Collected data
== Segment start ==

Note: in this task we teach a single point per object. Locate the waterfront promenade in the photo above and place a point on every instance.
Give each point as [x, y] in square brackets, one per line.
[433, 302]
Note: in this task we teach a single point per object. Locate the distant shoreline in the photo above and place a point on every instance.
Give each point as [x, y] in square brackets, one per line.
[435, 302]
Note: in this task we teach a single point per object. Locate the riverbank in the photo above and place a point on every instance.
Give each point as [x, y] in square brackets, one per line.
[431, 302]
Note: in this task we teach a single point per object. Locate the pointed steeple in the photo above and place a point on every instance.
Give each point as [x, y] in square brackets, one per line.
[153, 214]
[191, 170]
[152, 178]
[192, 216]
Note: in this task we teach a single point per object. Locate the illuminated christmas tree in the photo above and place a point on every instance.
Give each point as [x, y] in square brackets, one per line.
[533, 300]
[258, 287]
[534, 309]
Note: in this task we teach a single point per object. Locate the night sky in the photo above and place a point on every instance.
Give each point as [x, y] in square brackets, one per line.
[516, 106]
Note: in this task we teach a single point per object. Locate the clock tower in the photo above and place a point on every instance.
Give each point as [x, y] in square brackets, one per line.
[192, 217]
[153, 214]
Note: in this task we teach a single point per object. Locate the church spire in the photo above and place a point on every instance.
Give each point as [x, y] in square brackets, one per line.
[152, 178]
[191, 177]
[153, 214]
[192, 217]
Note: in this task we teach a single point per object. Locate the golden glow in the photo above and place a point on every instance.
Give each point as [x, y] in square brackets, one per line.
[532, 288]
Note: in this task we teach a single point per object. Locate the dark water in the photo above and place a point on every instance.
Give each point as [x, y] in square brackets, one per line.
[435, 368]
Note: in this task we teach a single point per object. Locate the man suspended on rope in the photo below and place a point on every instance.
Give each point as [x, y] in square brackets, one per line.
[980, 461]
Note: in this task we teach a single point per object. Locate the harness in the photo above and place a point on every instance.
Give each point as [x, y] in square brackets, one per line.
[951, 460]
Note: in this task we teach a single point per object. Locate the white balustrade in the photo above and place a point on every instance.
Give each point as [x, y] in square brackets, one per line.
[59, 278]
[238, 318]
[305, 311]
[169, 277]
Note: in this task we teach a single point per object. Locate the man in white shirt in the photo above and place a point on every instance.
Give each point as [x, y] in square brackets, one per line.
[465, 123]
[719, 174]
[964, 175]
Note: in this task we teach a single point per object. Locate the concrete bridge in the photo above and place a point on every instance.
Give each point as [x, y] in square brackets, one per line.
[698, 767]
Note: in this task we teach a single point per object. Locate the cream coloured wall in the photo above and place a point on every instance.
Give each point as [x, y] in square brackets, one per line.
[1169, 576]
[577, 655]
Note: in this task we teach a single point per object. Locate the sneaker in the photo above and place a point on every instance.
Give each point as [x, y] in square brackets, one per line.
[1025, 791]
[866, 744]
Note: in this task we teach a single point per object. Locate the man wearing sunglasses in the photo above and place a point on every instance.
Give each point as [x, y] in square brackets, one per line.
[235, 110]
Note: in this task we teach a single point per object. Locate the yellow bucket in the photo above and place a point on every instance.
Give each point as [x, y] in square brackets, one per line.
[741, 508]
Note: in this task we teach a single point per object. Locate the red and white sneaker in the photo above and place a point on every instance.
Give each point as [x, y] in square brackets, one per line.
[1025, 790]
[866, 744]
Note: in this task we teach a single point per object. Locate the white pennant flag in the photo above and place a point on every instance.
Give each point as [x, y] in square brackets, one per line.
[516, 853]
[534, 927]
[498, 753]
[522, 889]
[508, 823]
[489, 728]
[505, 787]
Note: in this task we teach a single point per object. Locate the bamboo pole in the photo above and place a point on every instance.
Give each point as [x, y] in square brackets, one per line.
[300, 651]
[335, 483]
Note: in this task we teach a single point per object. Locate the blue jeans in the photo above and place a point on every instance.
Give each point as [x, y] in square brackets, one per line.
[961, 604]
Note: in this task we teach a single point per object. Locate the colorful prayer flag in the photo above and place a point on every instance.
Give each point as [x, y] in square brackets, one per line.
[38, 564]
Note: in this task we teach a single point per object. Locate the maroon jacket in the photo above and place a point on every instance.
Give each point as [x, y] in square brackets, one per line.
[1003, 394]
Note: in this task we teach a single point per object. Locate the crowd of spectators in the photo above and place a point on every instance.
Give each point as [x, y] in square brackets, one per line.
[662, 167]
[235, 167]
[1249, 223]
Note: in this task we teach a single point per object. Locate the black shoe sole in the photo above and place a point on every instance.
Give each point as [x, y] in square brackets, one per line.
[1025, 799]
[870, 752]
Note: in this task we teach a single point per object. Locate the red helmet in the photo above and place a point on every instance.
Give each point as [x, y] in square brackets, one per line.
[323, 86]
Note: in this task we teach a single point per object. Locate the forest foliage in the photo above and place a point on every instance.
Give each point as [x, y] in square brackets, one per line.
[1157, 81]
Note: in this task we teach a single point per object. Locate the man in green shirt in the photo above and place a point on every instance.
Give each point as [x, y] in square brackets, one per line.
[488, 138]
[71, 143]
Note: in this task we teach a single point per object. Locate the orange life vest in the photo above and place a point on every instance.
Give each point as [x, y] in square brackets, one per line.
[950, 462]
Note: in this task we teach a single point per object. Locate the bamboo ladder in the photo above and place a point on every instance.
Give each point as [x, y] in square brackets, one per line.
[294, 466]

== Segment end ==

TASK GOAL:
Your task is to repeat the data exactly, with nothing left out.

TASK RESPONSE:
Note: in this task we teach a single point per object. Locate the waterfront promenade in the photo above and place a point on every instance.
Give each point as [x, y] in square brackets, one per line.
[433, 302]
Note: in this task we teach a single point per object. Locate the distant shoreline in the photo above and place a point on every instance.
Give each point as [x, y] in square brackets, one per line.
[435, 302]
Note: in this task we teach a single point per object. Locate the riverbank in the photo above and place a point on every instance.
Give each point as [x, y] in square brackets, one per line.
[431, 302]
Note: in this task we teach a single point per object. Locate the pointed steeple in the photo above and place a point on every instance.
Give each point as [x, y] in square brackets, one per line.
[153, 214]
[191, 170]
[152, 178]
[192, 216]
Note: in this task we teach a single point per object. Locate the illuminated christmas tree in the photo above and place a point on every instance.
Give each point as [x, y] in square brackets, one per line.
[533, 300]
[258, 287]
[534, 309]
Note: in this task we teach a single point per object. Locate the night sky in the photo above and place a point on every instance.
Give each point as [x, y] in square brackets, one per line.
[516, 106]
Note: in this task we teach a single point per object. Locate the clock tower in the photo above and place a point on every instance.
Give each point as [x, y] in square brackets, one per line.
[192, 217]
[153, 214]
Note: in this task we teach a single point per object. Locate the church spire in the photo above and place a point on every instance.
Give each point as [x, y] in square brackets, one per line.
[152, 178]
[191, 177]
[153, 214]
[192, 217]
Note: in this task we teach a single point per object. Locate the golden glow in the photo above and place a point on every instance.
Give each point as [x, y] in square brackets, one per line.
[532, 288]
Note: in this task we teach a single point per object. Locate the dark water in the photo above and place a point on every instance.
Give each point as [x, y] in square brackets, one per line.
[435, 368]
Note: in this task we teach a single point per object. Locate the man suspended on rope in the photo below and place a point on every instance.
Give each point as [x, y] in square brackets, one per line.
[980, 461]
Note: in this task we teach a single point per object. Locate the harness in the photo above and place a point on every instance.
Give each point as [x, y] in square brackets, one per line.
[951, 460]
Note: in this task we teach a single point per object. Locate the white balustrade in the photo above and place a point on every instance.
Give each point as [x, y] in square brackets, one per line.
[59, 278]
[238, 318]
[305, 311]
[169, 277]
Note: in this task we teach a single point per object. Locate the man in white shirt in the photo above and place a point on every instance.
Give each point as [x, y] in square brackets, one per line.
[465, 123]
[719, 174]
[964, 175]
Note: in this task we teach a single point per object. Locate the concrete bridge in the photo above and place a point on every instance.
Give each point as [x, y] in square brackets, one per line.
[698, 767]
Note: in this task we teach a single point per object. Locate the cream coloured wall in the photo above and place a point on every instance.
Give each point as [x, y] in square brackets, one per line.
[1169, 576]
[577, 655]
Note: in this task we teach a single point per object. Locate the sneaker in the photo above and place a point on every instance.
Give each point as [x, y] in square brackets, one per line.
[1025, 791]
[866, 744]
Note: in this task we teach a single point per object. Locate the man wearing sunglasses in the photo above and place a point on every instance.
Give each point as [x, y] in square brackets, one per line.
[235, 110]
Note: in this task we teach a single point per object. Locate the yellow bucket in the photo above and place a point on every instance.
Give each point as [x, y] in square brackets, one per line.
[741, 508]
Note: in this task we teach a single point per object. Locate the red and white sneaker in the photo above and place a point on every instance.
Give each point as [x, y] in square brackets, one per line.
[1025, 790]
[866, 744]
Note: in this task we teach a single point per object. Locate the white pennant flag in the photo above and place a point on every instance.
Give each point as [x, y] in square brackets, one per line.
[516, 853]
[534, 927]
[498, 753]
[522, 889]
[508, 823]
[489, 728]
[505, 787]
Note: in this task we teach a single point per object. Locate the bamboo pole in the photo above and place a point on every instance.
Give each point as [x, y] in square brackets, one per line.
[300, 651]
[335, 483]
Note: in this task we teach a single point per object. Locate the blue jeans in the photo above and place a point on every instance.
Give each point as [x, y] in square brackets, one per line.
[961, 604]
Note: in this task we teach a single point per object. Locate the colorful prayer flag in the photo above and place a point on every instance.
Give each point as [x, y] in square brackets, one per line.
[38, 564]
Note: in this task we teach a single point per object. Locate the maroon jacket in the photo above and place a point on every instance.
Give each point as [x, y] in square brackets, one per line.
[1003, 394]
Note: in this task we teach a single point per object. Locate the crowd of spectators in the photo above and place a point on every instance.
Give each point as [x, y] in square brackets, one per line.
[662, 167]
[235, 167]
[1249, 223]
Note: in this task we teach a single point per object. Locate the black shoe sole in the photo above and place a point on every instance.
Give each point as [x, y] in square brackets, one per line.
[1025, 799]
[870, 752]
Note: in this task we teach a single point per object. Locate the red helmet in the photo above and place a point on every instance.
Give each point as [x, y] in square brackets, one per line.
[323, 86]
Note: in this task we teach a single point per object. Locate the forest foliage in the photo above and place a point on every instance.
Give each point as [x, y] in square brackets, one per line.
[1157, 81]
Note: in this task we teach a single point per object. Locate the man in green shirt in the photo above and place a point on every instance.
Give each point as [x, y] in square brackets, one per line.
[488, 138]
[71, 143]
Note: in this task we teach a single point per object. Locate the orange life vest in the photo above and place a point on every instance.
Give each point as [x, y] in square brackets, one per line.
[950, 462]
Note: in this task we teach a single point per object. Locate the bamboo ladder in the photo above and place a point on every instance.
Give each point as [x, y] in square brackets, one per line.
[294, 466]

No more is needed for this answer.